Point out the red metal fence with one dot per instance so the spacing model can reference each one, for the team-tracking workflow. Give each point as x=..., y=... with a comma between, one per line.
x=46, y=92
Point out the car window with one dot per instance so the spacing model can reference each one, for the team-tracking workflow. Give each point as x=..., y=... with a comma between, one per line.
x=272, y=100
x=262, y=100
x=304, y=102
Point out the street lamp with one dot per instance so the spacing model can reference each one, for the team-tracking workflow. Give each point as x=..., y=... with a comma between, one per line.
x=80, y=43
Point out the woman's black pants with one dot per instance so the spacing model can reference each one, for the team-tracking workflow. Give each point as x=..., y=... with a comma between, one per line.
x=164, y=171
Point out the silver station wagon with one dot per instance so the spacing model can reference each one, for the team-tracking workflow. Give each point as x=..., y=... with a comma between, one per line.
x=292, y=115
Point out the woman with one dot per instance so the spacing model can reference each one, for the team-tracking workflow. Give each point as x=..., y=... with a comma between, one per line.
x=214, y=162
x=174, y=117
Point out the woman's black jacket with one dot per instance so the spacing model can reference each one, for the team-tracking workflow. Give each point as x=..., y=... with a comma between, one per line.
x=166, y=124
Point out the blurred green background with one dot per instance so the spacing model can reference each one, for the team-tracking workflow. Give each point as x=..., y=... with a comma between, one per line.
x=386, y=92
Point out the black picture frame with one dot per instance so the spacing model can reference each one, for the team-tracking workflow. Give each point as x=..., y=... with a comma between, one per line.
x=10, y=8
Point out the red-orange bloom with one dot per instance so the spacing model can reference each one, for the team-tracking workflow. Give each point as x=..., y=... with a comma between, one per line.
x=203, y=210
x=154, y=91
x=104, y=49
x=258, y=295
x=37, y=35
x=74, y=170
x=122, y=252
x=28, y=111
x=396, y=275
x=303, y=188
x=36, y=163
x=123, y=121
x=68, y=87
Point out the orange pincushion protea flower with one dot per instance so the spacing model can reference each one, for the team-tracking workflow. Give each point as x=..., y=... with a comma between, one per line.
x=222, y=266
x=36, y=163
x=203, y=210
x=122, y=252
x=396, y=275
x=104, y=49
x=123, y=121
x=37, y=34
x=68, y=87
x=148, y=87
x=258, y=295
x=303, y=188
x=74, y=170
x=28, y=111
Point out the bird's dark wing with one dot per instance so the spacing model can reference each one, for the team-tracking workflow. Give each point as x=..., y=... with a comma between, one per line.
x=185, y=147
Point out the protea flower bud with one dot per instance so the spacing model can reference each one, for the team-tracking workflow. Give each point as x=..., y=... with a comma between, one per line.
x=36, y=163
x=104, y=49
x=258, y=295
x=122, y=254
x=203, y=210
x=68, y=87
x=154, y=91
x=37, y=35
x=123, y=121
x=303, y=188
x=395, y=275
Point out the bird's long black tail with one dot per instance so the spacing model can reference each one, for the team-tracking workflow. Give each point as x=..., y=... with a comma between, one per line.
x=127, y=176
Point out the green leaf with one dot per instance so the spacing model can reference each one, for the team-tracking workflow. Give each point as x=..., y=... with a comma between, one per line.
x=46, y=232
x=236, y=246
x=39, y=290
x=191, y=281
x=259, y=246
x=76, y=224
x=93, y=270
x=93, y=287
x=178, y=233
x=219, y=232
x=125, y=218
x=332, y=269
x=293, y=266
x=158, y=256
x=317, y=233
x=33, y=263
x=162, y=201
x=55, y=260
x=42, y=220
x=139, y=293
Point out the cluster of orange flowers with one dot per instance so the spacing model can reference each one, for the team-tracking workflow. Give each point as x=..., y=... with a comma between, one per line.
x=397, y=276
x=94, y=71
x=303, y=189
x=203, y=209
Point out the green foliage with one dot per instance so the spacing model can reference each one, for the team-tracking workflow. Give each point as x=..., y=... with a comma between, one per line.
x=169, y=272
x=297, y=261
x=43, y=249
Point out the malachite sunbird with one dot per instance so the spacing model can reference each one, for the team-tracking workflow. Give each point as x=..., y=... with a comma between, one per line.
::::
▶ [What is needed]:
Your answer should repeat every entry exactly.

▶ [Written response]:
Point out the red metal fence with one dot per instance so the spacing model can reference each one, for the team-tracking workflow. Give each point as x=..., y=... with a comma between, one per line.
x=46, y=92
Point out the car window with one dot per instance so the spacing model can reference each one, for the team-tracking workflow. Give each point as x=..., y=... with a comma between, one per line.
x=272, y=100
x=262, y=100
x=304, y=102
Point out the street lamp with one dot per instance so the spacing model can reference each one, for the team-tracking workflow. Give each point as x=..., y=... with a comma between, one per line.
x=80, y=43
Point out the woman's black pants with one dot per instance so the spacing model can reference each one, for the team-tracking workflow. Give each point as x=..., y=... with a comma between, one per line.
x=164, y=171
Point out the silver station wagon with one dot per instance so the spacing model can reference each one, for the team-tracking workflow. Give each point as x=..., y=... with a comma between, one per line.
x=292, y=115
Point out the woman with one dot per instance so the spacing model can reference each one, for the team-tracking workflow. Give each point as x=..., y=... with a comma between, one per line.
x=214, y=162
x=174, y=117
Point out the woman's black jacket with one dot per instance so the spacing model can reference each one, for the team-tracking workflow. Give each point as x=..., y=... with a comma between, one per line.
x=166, y=124
Point out the blurred green background with one dot per instance so the spacing model can reference each one, for the team-tracking workflow. Give each point as x=..., y=... with a comma between, one per line.
x=386, y=92
Point out the black picture frame with one dot per instance so the spacing model can reference each one, for the team-tracking workflow. Give each point as x=..., y=... with a comma between, one per line.
x=10, y=8
Point out the red-orange bloom with one dot per instance so the spacing model can reference each one, for the team-tracking workflow. Give each point as x=..., y=... with a comma between, one per line.
x=203, y=210
x=154, y=91
x=104, y=49
x=258, y=295
x=37, y=35
x=74, y=170
x=122, y=252
x=28, y=111
x=396, y=275
x=303, y=188
x=36, y=163
x=123, y=121
x=68, y=87
Point out the orange pincushion protea flower with one dot per instance so the spacing model can reference each one, for the team-tracking workflow. Give each point as x=..., y=... with a comma between, one per line.
x=222, y=266
x=36, y=163
x=203, y=210
x=122, y=252
x=396, y=275
x=104, y=49
x=123, y=121
x=37, y=34
x=68, y=87
x=148, y=87
x=258, y=295
x=303, y=188
x=74, y=170
x=28, y=111
Point out the bird's dark wing with one dot per instance so the spacing model can reference each one, for the team-tracking workflow. Give each point as x=..., y=... with a comma between, one per line.
x=185, y=147
Point out the protea flower bud with one dot per instance so the spacing model can reference each one, for the team-tracking workflow. Give each point as x=..., y=... with a comma between, one per line.
x=36, y=163
x=104, y=49
x=258, y=295
x=122, y=254
x=203, y=210
x=68, y=87
x=154, y=91
x=37, y=35
x=123, y=121
x=303, y=188
x=395, y=275
Point out the bird's long black tail with one dot per instance so the spacing model can reference each one, for the team-tracking workflow. Give each point as x=..., y=... with a comma between, one per line.
x=127, y=176
Point out the green leaf with one dot per instance so the spacing model can reference each one, for the team-tracking workflow. Give each point as x=..., y=... with a comma between, one per line.
x=46, y=232
x=236, y=246
x=39, y=290
x=191, y=281
x=259, y=246
x=76, y=224
x=93, y=270
x=93, y=287
x=178, y=233
x=219, y=232
x=125, y=218
x=332, y=269
x=293, y=266
x=158, y=256
x=317, y=233
x=33, y=263
x=162, y=201
x=55, y=260
x=42, y=220
x=139, y=293
Point out the cluster of orange flowers with one dot per instance so the spacing model can reference each one, for the team-tracking workflow. Give each point as x=..., y=... with a comma between, one per line.
x=397, y=276
x=94, y=71
x=303, y=189
x=203, y=209
Point out the green foliage with one dot per instance so the spacing model can reference each one, for the team-tracking workflow. Give each point as x=..., y=... with a comma between, one per line.
x=169, y=272
x=297, y=261
x=43, y=249
Point out the malachite sunbird with one dot per instance so the spacing model can reference each one, for the team-tracking workflow. Give each point as x=..., y=... with a comma between, one per line.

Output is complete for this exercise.